DATA PROVIDED:
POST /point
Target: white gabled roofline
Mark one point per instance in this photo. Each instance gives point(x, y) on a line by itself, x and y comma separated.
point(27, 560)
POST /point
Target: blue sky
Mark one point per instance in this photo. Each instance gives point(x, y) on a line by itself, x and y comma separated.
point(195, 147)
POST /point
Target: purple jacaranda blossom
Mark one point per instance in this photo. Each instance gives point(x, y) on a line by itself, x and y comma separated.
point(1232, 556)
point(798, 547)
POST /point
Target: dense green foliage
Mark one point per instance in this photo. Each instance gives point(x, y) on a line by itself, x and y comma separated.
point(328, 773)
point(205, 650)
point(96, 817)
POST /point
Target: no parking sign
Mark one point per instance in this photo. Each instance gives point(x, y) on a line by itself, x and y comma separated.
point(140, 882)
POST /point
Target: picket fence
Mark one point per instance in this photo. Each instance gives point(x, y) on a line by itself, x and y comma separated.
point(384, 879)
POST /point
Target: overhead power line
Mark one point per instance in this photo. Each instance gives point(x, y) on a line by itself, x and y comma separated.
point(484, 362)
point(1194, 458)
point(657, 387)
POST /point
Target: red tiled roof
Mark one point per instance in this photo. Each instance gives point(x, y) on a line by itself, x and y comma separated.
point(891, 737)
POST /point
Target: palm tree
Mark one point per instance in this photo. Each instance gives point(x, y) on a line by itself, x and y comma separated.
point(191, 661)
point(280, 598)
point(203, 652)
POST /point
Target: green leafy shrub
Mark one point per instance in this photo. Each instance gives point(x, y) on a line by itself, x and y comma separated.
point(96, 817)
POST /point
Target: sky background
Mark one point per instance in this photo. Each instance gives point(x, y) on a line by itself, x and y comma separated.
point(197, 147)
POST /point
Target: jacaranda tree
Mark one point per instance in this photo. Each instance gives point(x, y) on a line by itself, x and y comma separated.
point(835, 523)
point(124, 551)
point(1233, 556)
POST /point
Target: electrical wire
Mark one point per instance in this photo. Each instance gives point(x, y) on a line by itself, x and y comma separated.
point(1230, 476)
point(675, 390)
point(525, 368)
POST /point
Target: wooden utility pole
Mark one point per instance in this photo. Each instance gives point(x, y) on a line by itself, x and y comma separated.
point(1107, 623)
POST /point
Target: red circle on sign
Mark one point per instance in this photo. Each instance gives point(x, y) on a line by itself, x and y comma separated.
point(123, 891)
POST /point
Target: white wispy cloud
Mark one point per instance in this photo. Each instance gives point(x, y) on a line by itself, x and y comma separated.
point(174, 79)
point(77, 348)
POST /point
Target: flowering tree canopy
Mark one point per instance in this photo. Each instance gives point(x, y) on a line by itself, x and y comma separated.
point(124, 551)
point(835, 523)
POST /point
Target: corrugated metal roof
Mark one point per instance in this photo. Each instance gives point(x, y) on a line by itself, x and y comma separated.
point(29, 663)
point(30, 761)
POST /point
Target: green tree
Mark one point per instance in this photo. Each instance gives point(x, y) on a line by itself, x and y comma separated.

WHAT THIS TASK INVOLVES: Pick out each line in the items above that contains the word "tree", and copy those lines. Case counts.

REPLY:
Target: palm tree
Target: jacaranda tree
Target: flowering tree canopy
Target: green tree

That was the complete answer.